EXCERPTED TEXT:

>>

Asthma FAQs answered

Matt Woodley

7/05/2019 1:33:59 PM

As part of World Asthma Day, the National Asthma Council has provided healthcare professionals with answers to common questions.

Asthma inhaler
Do all adults and children need to use spacers? Find out below.

National Asthma Council Director and GP, Professor Amanda Barnard, told newsGP it is important for primary healthcare professionals to mark World Asthma Day, as GPs provide the cornerstone of care for most Australians with the condition.
‘It is a good opportunity to reflect on the asthma care GPs provide, both to check in on the latest in best practice for yourself, and to make sure your patients are proactively thinking about their asthma,’ she said.
‘GPs can find up-to-date information about asthma management and care in the National Asthma Council’s flagship online publication, the Australian Asthma Handbook, which provides best-practice evidence-based guidance for all healthcare professionals.’
Professor Barnard added that it is natural for patients to have questions about how they can better manage their asthma and allergies, especially as asthma affects 10% of Australians and allergies affect one in five.
‘It’s imperative that we help Australians be better informed about their condition while making sure they take a proactive approach to reviewing their asthma management and care,’ she said.
‘We [are] reminding patients to discuss their asthma with their doctor, review their written asthma action plan, update their My Health Record if they have opted-in and get their annual influenza vaccination.
‘We’re also equipping healthcare professionals with the patient resources and Australian Asthma Handbook information they need to continue making a lasting difference to their patients’ lives.’
Below are the National Asthma Council’s five most popular asthma-related questions.

  1. Spacers – do adults and children need them? I've heard conflicting advice
    Everyone who uses a metered dose inhaler (MDI) or puffer for their medications should use a spacer. Breathing the medicine in through a spacer allows more of the medicine to reach the small airways of the lungs and helps prevent side effects.
    Health professional resource: Use and care of spacers
  1. I’ve got asthma and I’m pregnant – should I avoid or stop taking my asthma medication?

<<

RAW DATA:
>>

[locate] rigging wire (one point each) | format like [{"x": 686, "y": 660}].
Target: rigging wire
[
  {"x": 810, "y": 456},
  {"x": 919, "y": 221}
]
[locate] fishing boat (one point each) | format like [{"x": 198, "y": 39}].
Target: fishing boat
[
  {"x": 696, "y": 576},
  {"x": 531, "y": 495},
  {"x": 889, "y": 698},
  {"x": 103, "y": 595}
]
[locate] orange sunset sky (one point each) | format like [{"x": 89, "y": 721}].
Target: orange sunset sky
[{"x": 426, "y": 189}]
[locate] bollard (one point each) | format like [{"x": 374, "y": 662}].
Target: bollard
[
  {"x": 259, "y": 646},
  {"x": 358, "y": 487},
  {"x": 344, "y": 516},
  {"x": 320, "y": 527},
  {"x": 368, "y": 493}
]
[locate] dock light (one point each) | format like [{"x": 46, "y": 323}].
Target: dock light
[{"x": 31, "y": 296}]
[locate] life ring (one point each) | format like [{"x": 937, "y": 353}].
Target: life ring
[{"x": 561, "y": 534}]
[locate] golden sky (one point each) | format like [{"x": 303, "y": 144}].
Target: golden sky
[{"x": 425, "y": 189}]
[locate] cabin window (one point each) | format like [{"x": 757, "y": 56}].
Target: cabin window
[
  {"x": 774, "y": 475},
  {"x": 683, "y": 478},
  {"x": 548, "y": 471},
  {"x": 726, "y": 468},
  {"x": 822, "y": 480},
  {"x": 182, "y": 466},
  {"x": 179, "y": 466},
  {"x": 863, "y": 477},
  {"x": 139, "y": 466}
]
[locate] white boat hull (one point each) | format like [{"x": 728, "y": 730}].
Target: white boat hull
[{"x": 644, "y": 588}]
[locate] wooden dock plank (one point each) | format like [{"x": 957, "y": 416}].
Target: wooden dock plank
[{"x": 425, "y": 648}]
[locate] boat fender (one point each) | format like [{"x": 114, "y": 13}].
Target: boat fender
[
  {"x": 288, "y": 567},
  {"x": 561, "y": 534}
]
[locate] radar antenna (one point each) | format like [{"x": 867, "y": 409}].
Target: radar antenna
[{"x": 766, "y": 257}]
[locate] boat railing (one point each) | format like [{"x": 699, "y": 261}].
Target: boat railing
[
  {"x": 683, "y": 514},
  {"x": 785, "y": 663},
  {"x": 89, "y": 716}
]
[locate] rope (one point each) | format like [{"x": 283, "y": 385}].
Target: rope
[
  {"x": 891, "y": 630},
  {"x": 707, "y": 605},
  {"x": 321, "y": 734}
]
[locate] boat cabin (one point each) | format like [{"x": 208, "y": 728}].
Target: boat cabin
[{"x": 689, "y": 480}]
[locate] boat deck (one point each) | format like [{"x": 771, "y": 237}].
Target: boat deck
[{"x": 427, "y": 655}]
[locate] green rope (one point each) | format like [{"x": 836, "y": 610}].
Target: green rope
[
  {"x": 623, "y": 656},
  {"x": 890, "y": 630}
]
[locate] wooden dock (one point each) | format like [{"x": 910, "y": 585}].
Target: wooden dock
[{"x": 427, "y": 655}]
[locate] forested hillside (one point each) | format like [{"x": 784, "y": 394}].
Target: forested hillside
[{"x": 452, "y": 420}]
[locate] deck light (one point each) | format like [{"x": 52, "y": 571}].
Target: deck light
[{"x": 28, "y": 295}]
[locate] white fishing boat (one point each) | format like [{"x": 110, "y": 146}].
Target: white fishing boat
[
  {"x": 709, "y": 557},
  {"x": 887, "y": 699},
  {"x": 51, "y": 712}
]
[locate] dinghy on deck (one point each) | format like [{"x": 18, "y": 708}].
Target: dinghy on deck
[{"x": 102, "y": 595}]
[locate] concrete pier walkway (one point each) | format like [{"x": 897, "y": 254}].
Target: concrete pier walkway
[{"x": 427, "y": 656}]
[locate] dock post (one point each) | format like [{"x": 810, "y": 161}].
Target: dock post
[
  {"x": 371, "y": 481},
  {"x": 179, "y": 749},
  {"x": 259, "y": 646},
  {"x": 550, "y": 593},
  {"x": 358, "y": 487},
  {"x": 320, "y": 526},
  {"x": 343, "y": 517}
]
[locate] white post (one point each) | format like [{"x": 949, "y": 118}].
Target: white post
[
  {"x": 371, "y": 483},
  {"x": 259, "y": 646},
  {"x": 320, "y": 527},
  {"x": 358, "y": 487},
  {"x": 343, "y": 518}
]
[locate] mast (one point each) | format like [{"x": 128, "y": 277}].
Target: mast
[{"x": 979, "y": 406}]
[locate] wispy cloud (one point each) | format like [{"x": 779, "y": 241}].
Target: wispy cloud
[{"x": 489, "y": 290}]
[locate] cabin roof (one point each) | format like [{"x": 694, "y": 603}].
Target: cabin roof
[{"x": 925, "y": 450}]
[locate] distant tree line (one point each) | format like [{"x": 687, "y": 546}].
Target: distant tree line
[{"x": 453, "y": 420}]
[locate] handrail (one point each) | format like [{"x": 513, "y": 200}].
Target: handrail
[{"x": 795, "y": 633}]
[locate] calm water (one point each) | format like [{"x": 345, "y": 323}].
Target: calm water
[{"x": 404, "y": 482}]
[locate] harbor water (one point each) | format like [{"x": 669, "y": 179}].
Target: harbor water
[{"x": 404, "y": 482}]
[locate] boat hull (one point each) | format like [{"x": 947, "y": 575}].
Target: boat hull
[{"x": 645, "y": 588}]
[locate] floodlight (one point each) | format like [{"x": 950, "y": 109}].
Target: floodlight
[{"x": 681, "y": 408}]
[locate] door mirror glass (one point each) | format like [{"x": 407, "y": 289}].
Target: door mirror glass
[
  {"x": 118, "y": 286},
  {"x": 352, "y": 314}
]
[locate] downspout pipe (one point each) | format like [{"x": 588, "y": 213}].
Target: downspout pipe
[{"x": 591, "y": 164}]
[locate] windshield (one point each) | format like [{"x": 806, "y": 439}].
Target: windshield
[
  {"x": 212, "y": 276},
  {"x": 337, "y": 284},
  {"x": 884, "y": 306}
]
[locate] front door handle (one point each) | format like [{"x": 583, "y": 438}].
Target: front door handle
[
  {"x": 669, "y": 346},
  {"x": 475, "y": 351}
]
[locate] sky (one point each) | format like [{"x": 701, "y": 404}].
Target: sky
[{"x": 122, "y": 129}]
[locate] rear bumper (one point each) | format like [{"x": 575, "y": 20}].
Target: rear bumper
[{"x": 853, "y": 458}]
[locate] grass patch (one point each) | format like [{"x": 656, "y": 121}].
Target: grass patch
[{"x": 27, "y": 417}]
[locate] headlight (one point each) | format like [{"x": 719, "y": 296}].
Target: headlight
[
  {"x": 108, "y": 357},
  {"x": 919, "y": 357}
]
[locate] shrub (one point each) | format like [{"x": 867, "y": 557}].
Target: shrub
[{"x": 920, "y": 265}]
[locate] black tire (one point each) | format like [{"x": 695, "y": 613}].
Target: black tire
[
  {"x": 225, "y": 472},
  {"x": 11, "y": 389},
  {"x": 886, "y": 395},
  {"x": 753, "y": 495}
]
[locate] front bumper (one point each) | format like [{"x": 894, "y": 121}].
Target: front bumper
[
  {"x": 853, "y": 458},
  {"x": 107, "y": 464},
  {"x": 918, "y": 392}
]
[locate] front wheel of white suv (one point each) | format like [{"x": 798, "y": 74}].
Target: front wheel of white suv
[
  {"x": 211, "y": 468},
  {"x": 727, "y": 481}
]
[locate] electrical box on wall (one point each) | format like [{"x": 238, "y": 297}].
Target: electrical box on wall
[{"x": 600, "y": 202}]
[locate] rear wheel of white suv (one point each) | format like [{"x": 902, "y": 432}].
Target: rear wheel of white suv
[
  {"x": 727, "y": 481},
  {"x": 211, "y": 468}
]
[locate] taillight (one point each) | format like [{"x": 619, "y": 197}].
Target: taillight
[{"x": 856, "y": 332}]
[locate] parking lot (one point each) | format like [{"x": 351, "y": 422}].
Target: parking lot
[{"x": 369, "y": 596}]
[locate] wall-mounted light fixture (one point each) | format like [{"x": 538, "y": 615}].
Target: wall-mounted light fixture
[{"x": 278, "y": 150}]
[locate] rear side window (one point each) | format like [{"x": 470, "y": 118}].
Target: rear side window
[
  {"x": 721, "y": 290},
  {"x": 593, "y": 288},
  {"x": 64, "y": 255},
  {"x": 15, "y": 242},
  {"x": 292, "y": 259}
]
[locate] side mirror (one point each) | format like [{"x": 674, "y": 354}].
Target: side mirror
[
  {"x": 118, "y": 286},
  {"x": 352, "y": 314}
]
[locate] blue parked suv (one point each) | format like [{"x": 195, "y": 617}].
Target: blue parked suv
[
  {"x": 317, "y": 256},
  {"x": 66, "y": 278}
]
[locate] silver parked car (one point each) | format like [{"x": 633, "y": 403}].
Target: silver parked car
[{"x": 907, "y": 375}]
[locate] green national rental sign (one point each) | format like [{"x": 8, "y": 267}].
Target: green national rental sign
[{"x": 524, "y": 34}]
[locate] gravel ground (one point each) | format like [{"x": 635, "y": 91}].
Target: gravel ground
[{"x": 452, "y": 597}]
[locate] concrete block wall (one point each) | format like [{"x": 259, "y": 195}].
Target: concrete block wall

<<

REQUIREMENT A:
In the asthma FAQ article, what share of Australians does asthma affect?
REQUIREMENT B:
Please explain, using the asthma FAQ article, why everyone who uses a metered dose inhaler should use a spacer.

WRITTEN SOLUTION A:
Asthma affects 10% of Australians.

WRITTEN SOLUTION B:
Breathing the medicine in through a spacer lets more of it reach the small airways of the lungs. It also helps prevent side effects.